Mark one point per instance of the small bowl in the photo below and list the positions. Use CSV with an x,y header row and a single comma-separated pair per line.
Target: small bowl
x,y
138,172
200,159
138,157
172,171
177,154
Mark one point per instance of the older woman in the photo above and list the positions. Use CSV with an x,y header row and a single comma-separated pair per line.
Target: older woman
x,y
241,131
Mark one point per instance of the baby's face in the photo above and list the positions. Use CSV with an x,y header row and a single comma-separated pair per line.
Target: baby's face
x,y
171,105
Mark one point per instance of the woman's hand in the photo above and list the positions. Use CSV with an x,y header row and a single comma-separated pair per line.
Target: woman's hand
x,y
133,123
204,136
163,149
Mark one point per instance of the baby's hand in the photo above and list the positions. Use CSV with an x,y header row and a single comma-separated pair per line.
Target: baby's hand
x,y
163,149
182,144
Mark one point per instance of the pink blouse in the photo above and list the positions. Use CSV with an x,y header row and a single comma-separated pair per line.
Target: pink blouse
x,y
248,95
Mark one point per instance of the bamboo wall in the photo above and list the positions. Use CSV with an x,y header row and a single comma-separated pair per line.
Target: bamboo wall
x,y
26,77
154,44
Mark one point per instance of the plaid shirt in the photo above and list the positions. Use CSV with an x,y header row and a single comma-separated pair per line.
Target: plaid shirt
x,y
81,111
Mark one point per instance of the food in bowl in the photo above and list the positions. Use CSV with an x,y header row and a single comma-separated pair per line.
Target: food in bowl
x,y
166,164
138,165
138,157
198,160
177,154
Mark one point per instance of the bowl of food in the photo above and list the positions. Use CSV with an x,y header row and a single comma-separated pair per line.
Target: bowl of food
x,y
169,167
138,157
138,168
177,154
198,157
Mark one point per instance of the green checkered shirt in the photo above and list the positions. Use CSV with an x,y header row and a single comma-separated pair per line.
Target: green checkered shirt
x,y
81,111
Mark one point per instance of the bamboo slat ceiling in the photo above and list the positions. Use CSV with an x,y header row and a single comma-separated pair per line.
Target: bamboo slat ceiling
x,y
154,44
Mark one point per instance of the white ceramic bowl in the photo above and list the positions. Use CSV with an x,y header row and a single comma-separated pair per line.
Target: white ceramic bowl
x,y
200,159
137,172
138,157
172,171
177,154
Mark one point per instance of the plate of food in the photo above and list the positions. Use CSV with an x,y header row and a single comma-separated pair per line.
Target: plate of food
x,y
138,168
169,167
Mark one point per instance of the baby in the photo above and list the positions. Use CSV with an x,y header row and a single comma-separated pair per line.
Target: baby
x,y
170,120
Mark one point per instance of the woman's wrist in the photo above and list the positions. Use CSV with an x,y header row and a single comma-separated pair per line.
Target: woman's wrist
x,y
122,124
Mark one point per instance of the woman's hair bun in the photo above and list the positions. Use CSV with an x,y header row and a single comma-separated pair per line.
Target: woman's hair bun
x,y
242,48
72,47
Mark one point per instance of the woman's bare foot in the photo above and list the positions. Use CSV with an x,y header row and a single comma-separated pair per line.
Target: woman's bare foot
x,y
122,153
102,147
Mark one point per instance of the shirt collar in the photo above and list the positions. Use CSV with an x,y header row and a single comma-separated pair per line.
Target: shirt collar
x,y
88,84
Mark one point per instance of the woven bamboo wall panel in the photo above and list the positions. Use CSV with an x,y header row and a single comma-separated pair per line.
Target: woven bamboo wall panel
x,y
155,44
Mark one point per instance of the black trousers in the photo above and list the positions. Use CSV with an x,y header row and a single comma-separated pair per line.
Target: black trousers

● **Your objective**:
The data above must be restated word for word.

● **Exercise result**:
Mark one point per instance of the small bowl in the photo below and list the positions. Use CSV with an x,y header row and a single comma-separated pair per line.
Target: small bowl
x,y
138,172
200,159
138,157
172,171
177,154
Mark one point per instance of the older woman in the photo above and list the positions. Use CSV with an x,y header row and a single comma-separated pair per line.
Target: older woman
x,y
241,131
Mark one point per instance of the baby's face in the photo above and list the positions. Use CSV with an x,y header row and a single comma-separated pair per line.
Target: baby's face
x,y
171,105
Mark one point per instance of the woman's hand in the photo above and list the positions. Use CSV with an x,y header row and a single comma-separated pair per line.
Target: woman's hand
x,y
133,123
204,136
163,149
Mark one point per instance of the baby's hand in the photo above and list the positions. Use CSV with an x,y header row and a single comma-separated pair per line.
Target: baby's hand
x,y
163,149
182,144
Mark one point per instance of the pink blouse in the photo above and list the positions. Use CSV with an x,y header row and a single comma-separated pair per line.
Target: pink blouse
x,y
248,95
Mark one point per instance of the bamboo wall in the photo above and list the positions. Use CSV with an x,y header row and a single comma-separated pair per line.
Target: bamboo wall
x,y
26,77
154,44
Mark one point per instance of the plaid shirt in the photo above and list the positions. Use CSV with an x,y header row and a single comma-separated pair per line.
Target: plaid shirt
x,y
81,111
Mark one point per instance of the food in bowl in the photo above and list the positions. Use CSV with an x,y header row and a single comma-separated pair per line.
Target: food in bowl
x,y
166,164
138,165
138,157
198,160
177,154
Mark one point per instance of the bowl of food in the photo above and list the positions. Use CSV with an x,y header row and a single comma-separated pair per line.
Target: bowl of food
x,y
169,167
138,157
138,168
177,154
198,157
Mark one point per instance of the green checkered shirt in the photo above and list the positions. Use CSV with an x,y header row and a single comma-separated pair per line.
Target: green checkered shirt
x,y
81,111
Mark one point per instance of the bamboo slat ceiling in the photo above and list the positions. Use CSV with an x,y header row and a single comma-separated pair per line.
Target: bamboo slat ceiling
x,y
154,44
Mark one point per instance of the white ceramic bowl in the photo above and list the positions. Use CSV with an x,y header row and a single comma-separated pair per line.
Target: white ceramic bowl
x,y
200,159
137,172
138,157
172,171
177,154
Mark one point per instance of the plate of food in the photo above and list the positions. Use CSV with an x,y header row and a single comma-separated pair per line.
Target: plate of food
x,y
138,168
169,167
Mark one point per instance of the baby in the photo above and list the positions. Use CSV with an x,y header row and a single comma-separated pair per line.
Target: baby
x,y
170,120
Mark one point per instance of the woman's wrist in the photo above and list the positions. Use CSV with an x,y header row and a single comma-separated pair per line.
Target: woman's wrist
x,y
122,124
Mark one point per instance of the woman's hair bun in the photo above and list the positions. Use CSV with an x,y header row and a single comma-separated pair per line.
Target: woman's hair bun
x,y
242,48
72,47
Mark one point per instance of the woman's bare foot in the photo above and list the positions. Use CSV with an x,y header row and a single comma-separated pair per line.
Target: woman's bare foot
x,y
122,153
102,147
Mark one point per instance of the shirt collar in the photo above and list the positions. Use CSV with an x,y header row and a single comma-separated pair per line.
Target: shirt collar
x,y
88,84
Mark one point per instance of the woven bamboo wall panel in the photo above and list the positions. Use CSV with an x,y header row and a single comma-separated pair per line.
Target: woven bamboo wall panel
x,y
155,44
Mark one point per instance of the black trousers in the photo above and list the positions. Use CSV with an x,y header row and a single comma-separated pair per line.
Target: black trousers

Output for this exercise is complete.